Source information:
▼▼▼
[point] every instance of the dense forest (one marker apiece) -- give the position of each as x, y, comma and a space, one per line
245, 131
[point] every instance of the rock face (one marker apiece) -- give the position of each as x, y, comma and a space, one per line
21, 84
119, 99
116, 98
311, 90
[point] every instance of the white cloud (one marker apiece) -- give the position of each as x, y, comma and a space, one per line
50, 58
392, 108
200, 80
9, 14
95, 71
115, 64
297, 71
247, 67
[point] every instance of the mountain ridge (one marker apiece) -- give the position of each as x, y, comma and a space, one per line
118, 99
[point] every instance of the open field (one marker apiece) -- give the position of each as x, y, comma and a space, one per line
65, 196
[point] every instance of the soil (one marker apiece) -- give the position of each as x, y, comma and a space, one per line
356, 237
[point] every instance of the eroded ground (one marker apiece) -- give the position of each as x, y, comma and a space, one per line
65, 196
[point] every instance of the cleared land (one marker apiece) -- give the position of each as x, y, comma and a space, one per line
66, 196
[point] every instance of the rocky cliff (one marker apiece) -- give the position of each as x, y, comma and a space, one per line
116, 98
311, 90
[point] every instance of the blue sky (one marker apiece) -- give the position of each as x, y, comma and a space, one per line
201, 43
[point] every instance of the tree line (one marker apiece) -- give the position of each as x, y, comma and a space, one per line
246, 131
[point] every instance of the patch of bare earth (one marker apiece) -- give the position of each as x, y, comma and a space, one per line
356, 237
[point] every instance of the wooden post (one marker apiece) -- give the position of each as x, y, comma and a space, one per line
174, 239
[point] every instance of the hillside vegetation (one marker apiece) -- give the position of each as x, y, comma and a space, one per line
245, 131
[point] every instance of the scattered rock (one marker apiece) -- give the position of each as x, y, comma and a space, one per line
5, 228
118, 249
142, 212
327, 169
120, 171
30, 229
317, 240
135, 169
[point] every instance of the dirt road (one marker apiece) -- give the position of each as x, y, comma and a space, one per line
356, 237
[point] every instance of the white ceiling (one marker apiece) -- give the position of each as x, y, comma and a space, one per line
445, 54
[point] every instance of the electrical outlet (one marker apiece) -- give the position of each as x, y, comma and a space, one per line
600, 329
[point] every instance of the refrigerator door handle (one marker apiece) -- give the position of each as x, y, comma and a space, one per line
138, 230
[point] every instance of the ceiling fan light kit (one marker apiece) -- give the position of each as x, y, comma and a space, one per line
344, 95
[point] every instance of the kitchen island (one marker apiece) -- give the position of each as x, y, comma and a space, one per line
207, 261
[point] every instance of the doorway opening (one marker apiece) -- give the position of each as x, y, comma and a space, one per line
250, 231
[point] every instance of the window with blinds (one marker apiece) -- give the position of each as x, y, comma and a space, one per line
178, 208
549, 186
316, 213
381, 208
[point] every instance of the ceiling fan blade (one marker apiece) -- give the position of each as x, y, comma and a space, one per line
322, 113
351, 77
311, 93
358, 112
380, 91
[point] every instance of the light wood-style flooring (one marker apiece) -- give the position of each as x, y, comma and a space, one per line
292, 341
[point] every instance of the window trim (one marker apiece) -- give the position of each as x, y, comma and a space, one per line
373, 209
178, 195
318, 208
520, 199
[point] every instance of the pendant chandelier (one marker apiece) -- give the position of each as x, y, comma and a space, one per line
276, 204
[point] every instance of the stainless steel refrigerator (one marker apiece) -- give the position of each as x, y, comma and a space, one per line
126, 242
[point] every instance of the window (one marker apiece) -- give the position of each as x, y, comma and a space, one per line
▲▲▲
Exercise instructions: Transcribe the entries exactly, and make each line match the original.

Output for this exercise:
[point] every instance of the dense forest (one marker apiece) -- give the position of each as x, y, comma and a space, one per line
245, 131
[point] every instance of the rock face (one marker apiece) -- give the position of each as x, y, comma and a space, one per line
21, 84
119, 99
116, 98
311, 90
[point] every instance of the white cloud (one marker apiece) -- give the position of each as x, y, comma and a space, one per line
50, 58
392, 108
200, 80
9, 14
95, 71
115, 64
297, 71
247, 67
[point] every instance of the mountain ridge (one marker apiece) -- give the position of each as x, y, comma and a space, one per line
118, 99
[point] every instance of the open field (one marker apiece) -- give the position of each as x, y, comma and a space, one per line
65, 196
[point] every instance of the soil (one marker apiece) -- give the position of each as x, y, comma and a space, one per line
356, 237
[point] every instance of the eroded ground (one marker apiece) -- give the position of each as x, y, comma and a space, one per line
65, 196
[point] every instance of the cleared land (one marker apiece) -- give the position of each as x, y, comma and a space, one per line
66, 196
[point] every instance of the rocky cliff (one marker apiece) -- give the position of each as x, y, comma and a space, one per line
116, 98
311, 90
[point] every instance of the blue sky (one marker apiece) -- give the position of each as x, y, comma and a space, one per line
201, 43
[point] every instance of the tree line (one marker apiece) -- give the position of each as x, y, comma and a space, one per line
246, 131
[point] every instance of the patch of bare earth (one marker apiece) -- give the position of each as x, y, comma and a space, one per line
356, 237
[point] every instance of the wooden post (one marker apiece) -- give the position of each as x, y, comma and a space, one per line
174, 239
[point] every instance of the hillside vegetation (one marker apiece) -- give the position of each as x, y, comma and a space, one per line
245, 131
[point] every instance of the scattered rock (one marker apiece) -- give the position of each as x, y, comma and a space, one per line
5, 228
118, 249
142, 212
327, 169
120, 171
30, 229
317, 240
135, 169
[point] every instance of the dirt road (one marker apiece) -- give the position of each as x, y, comma and a space, one per line
356, 237
[point] every instance of the white ceiling (one marker apiece) -- give the position of each as x, y, comma and a space, one per line
445, 54
[point] every instance of the electrical outlet (one marker apiece) -- give the position of each as x, y, comma and a space, one per line
600, 329
[point] every instance of the refrigerator door handle (one marker apiece) -- give the position of each as x, y, comma and a space, one per line
138, 230
[point] every instance of the ceiling fan light kit (one marker apiece) -- give the position of each as x, y, comma and a space, one per line
344, 95
[point] every instance of the kitchen island (one marker apiece) -- give the position of each as x, y, comma and a space, one per line
207, 261
[point] every instance of the doorway opening (one marker apiece) -- give the position of each as x, y, comma and a space, one per line
250, 231
[point] every instance of the window with blinds (one marker apiece) -- give the position of each as x, y, comma and a space, one per line
178, 208
549, 186
316, 213
381, 208
[point] every instance of the ceiling fan blade (one marker apiece) -- give the position of each as x, y, comma and a space, one per line
322, 113
351, 77
311, 93
358, 112
380, 91
[point] every instance of the light wood-style flooring (one marker apiece) -- give the position of each as x, y, comma and a space, one per line
292, 341
[point] every instance of the window trim (one marker apiece) -- give the position of each as x, y, comma and a space, one per line
373, 209
178, 195
318, 208
520, 199
[point] every instance of the pendant chandelier (one marker apiece) -- give the position of each as x, y, comma and a space, one per line
276, 204
[point] every instance of the stainless steel refrigerator (one marker apiece) -- give the position of each as x, y, comma and a space, one per line
126, 242
[point] every instance of the window (one marker apiece) -- give the position of each as x, y, comma and a space, one per line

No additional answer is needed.